REQUEST A: Copy out the whole forum post about writing a DuckDB table to Parquet in Azure storage, word for word.

PROVIDED PASSAGE:
1

Using duck db, I am trying to write a data frame (from my VS code) into a parquet (in Azure storage accounts). I am getting the error as Not implemented Error: Writing to HTTP files not implemented.

However, while forming the data frame (which I am forming for the data in a csv file kept in the Azure storage accounts blob container), it is working well to read the csv file, in my VS code.

azure_storage_path= 'https://somename.blob.core.windows.net/the-conatiner-name'
table_name='https://somename.blob.core.windows.net/the-conatiner-name/the_csv.csv'

conn = duckdb.connect()
conn.execute('install httpfs') 
conn.execute('load httpfs')
            df = conn.execute("""
                              CREATE OR REPLACE TABLE some_table AS
                                SELECT *
                                FROM '"""+table_name+"""'
                                LIMIT 10
                             """).df()
##Error occurs in below line##
conn.execute("COPY (FROM some_table) TO '"+azure_storage_path+"/ParquetFile.parquet' (FORMAT 'parquet')")

MATERIAL FOR THE TASK:
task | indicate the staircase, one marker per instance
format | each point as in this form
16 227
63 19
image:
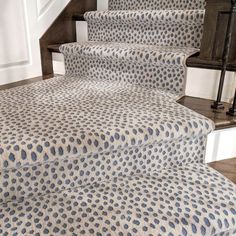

REQUEST B: Reproduce all of the records with "staircase" swapped for "stairway" and everything else unchanged, leaving the pictures out.

CORRECT OUTPUT A:
1

Using duck db, I am trying to write a data frame (from my VS code) into a parquet (in Azure storage accounts). I am getting the error as Not implemented Error: Writing to HTTP files not implemented.

However, while forming the data frame (which I am forming for the data in a csv file kept in the Azure storage accounts blob container), it is working well to read the csv file, in my VS code.

azure_storage_path= 'https://somename.blob.core.windows.net/the-conatiner-name'
table_name='https://somename.blob.core.windows.net/the-conatiner-name/the_csv.csv'

conn = duckdb.connect()
conn.execute('install httpfs') 
conn.execute('load httpfs')
            df = conn.execute("""
                              CREATE OR REPLACE TABLE some_table AS
                                SELECT *
                                FROM '"""+table_name+"""'
                                LIMIT 10
                             """).df()
##Error occurs in below line##
conn.execute("COPY (FROM some_table) TO '"+azure_storage_path+"/ParquetFile.parquet' (FORMAT 'parquet')")

CORRECT OUTPUT B:
task | indicate the stairway, one marker per instance
format | each point as in this form
16 227
63 19
image:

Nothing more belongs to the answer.